- [Stated goal]
Edit the data below so that each occurrence of "outline" becomes "boundary", with nothing else changed.

Records:
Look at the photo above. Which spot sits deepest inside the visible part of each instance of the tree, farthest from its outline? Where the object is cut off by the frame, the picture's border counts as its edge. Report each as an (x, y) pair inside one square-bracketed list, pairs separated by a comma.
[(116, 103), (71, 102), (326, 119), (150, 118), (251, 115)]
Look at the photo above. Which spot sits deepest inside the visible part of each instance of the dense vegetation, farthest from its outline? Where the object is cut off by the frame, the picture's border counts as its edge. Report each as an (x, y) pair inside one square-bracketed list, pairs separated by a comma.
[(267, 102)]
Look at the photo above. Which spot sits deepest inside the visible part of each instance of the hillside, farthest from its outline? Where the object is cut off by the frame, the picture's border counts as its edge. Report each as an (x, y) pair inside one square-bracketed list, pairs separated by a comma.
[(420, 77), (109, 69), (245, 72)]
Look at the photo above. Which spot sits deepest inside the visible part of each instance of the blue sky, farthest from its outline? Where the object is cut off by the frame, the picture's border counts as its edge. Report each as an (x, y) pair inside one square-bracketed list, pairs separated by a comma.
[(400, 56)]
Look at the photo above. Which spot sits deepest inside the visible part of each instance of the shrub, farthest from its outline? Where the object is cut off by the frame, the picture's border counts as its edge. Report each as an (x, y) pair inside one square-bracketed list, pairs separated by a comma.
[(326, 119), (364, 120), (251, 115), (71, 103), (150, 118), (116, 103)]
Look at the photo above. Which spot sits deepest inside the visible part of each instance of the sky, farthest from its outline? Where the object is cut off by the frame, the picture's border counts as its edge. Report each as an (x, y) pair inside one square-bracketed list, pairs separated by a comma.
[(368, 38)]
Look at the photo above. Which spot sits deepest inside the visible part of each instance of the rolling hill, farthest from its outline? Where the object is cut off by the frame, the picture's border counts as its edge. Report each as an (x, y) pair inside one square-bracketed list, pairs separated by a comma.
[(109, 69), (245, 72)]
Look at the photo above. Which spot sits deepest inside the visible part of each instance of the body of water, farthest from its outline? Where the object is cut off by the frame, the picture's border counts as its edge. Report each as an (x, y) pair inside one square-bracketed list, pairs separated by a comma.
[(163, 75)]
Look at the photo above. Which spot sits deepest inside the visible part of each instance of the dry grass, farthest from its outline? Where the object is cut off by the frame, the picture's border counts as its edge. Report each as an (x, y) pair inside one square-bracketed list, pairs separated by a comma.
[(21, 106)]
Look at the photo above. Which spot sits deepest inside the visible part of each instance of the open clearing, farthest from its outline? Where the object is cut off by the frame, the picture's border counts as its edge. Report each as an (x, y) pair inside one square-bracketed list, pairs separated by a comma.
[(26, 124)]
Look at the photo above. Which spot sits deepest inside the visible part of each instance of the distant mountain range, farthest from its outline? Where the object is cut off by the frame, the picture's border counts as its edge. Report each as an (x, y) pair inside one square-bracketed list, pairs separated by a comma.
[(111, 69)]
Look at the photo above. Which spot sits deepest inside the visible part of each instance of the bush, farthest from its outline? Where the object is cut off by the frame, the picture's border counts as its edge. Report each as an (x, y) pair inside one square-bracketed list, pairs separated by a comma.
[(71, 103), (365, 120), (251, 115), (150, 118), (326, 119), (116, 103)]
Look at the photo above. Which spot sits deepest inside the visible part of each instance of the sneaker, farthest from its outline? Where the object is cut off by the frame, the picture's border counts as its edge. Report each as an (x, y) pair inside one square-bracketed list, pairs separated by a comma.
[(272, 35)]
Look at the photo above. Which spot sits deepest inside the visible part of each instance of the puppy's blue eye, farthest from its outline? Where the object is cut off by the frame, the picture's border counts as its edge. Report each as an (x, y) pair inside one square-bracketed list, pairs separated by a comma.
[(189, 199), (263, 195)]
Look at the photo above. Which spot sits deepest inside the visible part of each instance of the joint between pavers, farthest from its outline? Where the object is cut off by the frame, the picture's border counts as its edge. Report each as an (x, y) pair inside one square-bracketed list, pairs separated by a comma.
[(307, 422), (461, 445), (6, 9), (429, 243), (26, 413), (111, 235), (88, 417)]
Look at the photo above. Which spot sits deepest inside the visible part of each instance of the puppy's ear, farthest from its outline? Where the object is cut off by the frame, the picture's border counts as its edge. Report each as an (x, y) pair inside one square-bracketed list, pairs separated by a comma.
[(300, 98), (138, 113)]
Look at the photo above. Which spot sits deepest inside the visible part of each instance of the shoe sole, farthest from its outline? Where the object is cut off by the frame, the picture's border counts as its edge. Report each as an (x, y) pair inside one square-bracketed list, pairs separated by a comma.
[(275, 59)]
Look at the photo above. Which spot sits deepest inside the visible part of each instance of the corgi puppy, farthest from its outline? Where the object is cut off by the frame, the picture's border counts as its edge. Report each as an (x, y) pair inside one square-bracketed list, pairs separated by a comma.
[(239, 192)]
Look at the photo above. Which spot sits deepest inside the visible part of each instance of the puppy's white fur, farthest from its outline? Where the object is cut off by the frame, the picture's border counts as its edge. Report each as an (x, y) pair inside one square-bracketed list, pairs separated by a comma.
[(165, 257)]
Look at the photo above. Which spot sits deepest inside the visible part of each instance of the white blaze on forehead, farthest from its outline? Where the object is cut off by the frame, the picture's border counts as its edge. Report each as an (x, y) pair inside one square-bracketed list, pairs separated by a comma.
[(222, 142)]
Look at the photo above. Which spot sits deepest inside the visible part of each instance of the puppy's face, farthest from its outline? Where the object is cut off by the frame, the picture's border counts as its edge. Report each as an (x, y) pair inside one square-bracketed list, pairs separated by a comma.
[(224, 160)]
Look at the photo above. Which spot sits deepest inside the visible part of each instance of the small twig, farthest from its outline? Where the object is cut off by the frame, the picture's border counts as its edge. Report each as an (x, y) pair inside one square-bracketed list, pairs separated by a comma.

- [Exercise output]
Look at the photo above. Which spot sits deepest inside the visible part of each instance of the tree, farthest from its boundary? Where the object is cut off by the frame, the picture's border counts as its edge. Report each as an (x, y) pair inside one square-bracketed list, pairs separated by a comma.
[(116, 103), (71, 102), (326, 119), (150, 118), (251, 115)]
Look at the photo above. Which spot sits deepest inside the visible part of each instance of the dense vegetation, farthest from its boundary? Where the object is cut off by the frame, the picture's border counts as its edge. Report each as an (x, y) pair inside one square-bracketed list, pairs separated by a comma.
[(267, 102)]
Look at the photo above. Which spot sits deepest inside the visible part of each instance of the hillside, farthest from its boundary? Where the object is cut off by the frame, the picture's border counts as its edge. Report each as an (x, y) pair inside one square-bracketed list, pairs separated by a comma.
[(420, 77), (109, 69), (245, 72)]
Look at the photo above. Which spot sits deepest inside the visible part of each instance of the blue sky, farthest from its boundary? Where the object is cut off by the frame, the picture's border counts as its edge. Report each as an (x, y) pair inside one square-bracketed list, pairs separated by a comma.
[(400, 56)]
Look at the photo above. Which spot sits deepest inside the visible part of each instance of the shrub, farthest from its boundary? Where the object is cut off by the frame, the picture's border counts as its edge. Report each as an (x, y) pair inside one square-bracketed list, pairs separated by a comma.
[(326, 119), (364, 120), (251, 115), (71, 103), (150, 118), (116, 103)]
Look at the photo above. Which spot sits deepest inside the visible part of each instance of the sky, farthest from its boundary? Where the object is cut off by the frame, the picture's border counts as its edge. Report each as an (x, y) pair inside one square-bracketed list, pairs separated by a comma.
[(368, 38)]
Look at the photo above. Which spot sits deepest inside the visible part of each instance of the rolling hill, farthest from its boundary? Where the object is cut off by the frame, the picture's border counts as its edge. Report each as an (x, y) pair inside one square-bracketed list, pairs separated by a comma.
[(109, 69), (245, 72)]
Look at the photo above. Which spot sits deepest inside the visible part of each instance of the body of water, farthest from its boundary? Where the object is cut off by the frame, the picture's border counts as its edge. Report each as an (x, y) pair inside one square-bracketed list, pairs separated by a comma.
[(163, 75)]
Look at the photo above. Which spot sits deepest inside the visible part of each instance of the dry grass, farthest from its boundary? Where the object is cut off by the frame, the picture's border counts as its edge. Report each as an (x, y) pair inside one square-bracketed list, pairs separated by a comma.
[(21, 106)]
Look at the photo above. Which spot sits deepest inside the visible part of each instance of the open clearing, farthest from its boundary? Where the object is cut off by the frame, the picture's border counts as its edge. Report each as an (x, y) pair inside one square-bracketed list, pairs separated by a comma.
[(26, 124)]
Look at the photo above. Which spot sits deepest inside the visible part of each instance of the distant mountain range, farthest from its boundary? Where the object is cut off by the frame, the picture's border counts as its edge. Report each as an (x, y) pair inside one square-bracketed list, pairs separated by a comma.
[(111, 69)]
Look at the photo above. Which spot sits deepest inside the visible part of each instance of the bush, farthest from its boundary? Where the object is cut off by the frame, the picture's border counts as its edge. Report each as an (x, y) pair inside one square-bracketed list, pairs separated by a comma.
[(71, 103), (365, 120), (251, 115), (150, 118), (326, 119), (116, 103)]
Look at the photo above. Which spot sits deepest inside the visible part of each instance of the sneaker, farthest from its boundary? Where the object is cut off by the frame, the picture's border counts as its edge. Report each as an (x, y) pair inside one square-bracketed list, pairs separated by a comma.
[(272, 35)]
Look at the photo above. Which spot sits deepest inside the visible part of each instance of the puppy's blue eye, farthest from its boundary? Where the object is cut off by the frame, the picture's border counts as its edge. Report each as an (x, y) pair inside one square-bracketed list, pairs separated by a comma.
[(189, 199), (263, 195)]
Look at the photo above. Which spot sits deepest inside the visible part of each instance of the joint between pavers, farthest from its boundary? Where the object is cut off by the frame, the picture's border counts as its edge. Report each as an (x, y) pair inside one square-bracketed list, pairs separated by a comma.
[(307, 422), (461, 445), (6, 9), (429, 243), (26, 413), (111, 235), (88, 417)]
Look at the photo above. Which spot sits deepest inside the visible part of each instance of the puppy's ear, farthest from its boundary? Where the object is cut off by the frame, the picture's border counts as its edge. Report each as an (x, y) pair inside one square-bracketed list, pairs separated by a comma.
[(300, 98), (138, 113)]
Look at the photo above. Which spot sits deepest inside the visible part of each instance of the shoe sole, farthest from its boundary? Where the object is cut off by the frame, the picture's border counts as its edge. Report each as an (x, y) pair inside one square-bracketed list, pairs separated by a comma.
[(275, 59)]
Look at the photo above. Which spot sits deepest inside the visible part of each instance of the corgi puppy, farthest from its boundary? Where the object is cut off by the frame, the picture's border counts as its edge. Report each as an (x, y) pair inside one square-bracketed list, pairs separated by a comma.
[(239, 192)]
Look at the photo above. Which spot sits deepest inside the visible part of each instance of the puppy's white fur, farthest from its boundary? Where the object is cut off by the frame, the picture's border counts as its edge. Report each as an (x, y) pair inside one square-bracketed list, pairs separated by a comma.
[(165, 257)]
Look at the photo above. Which spot sits deepest inside the visible part of each instance of the white blaze on forehead, farthest from its boundary? Where the object is cut off by the frame, the picture's border counts as its edge. Report each as an (x, y) pair inside one square-bracketed list, pairs separated by a comma.
[(222, 142)]
Look at the photo above. Which spot sits deepest inside the visible part of each instance of the puppy's face, farthest from its boundary? Where the object is cut off by the frame, the picture's border counts as its edge. Report each as an (x, y) pair inside one square-bracketed list, pairs separated by a comma.
[(224, 160)]
Look at the photo above. Which spot sits deepest inside the visible part of each instance of the small twig, farthest from its boundary? Where the object is cut off by the frame, the picture's border counts as its edge. Report each as an (x, y) pair inside one square-bracketed list, pairs separated by a comma.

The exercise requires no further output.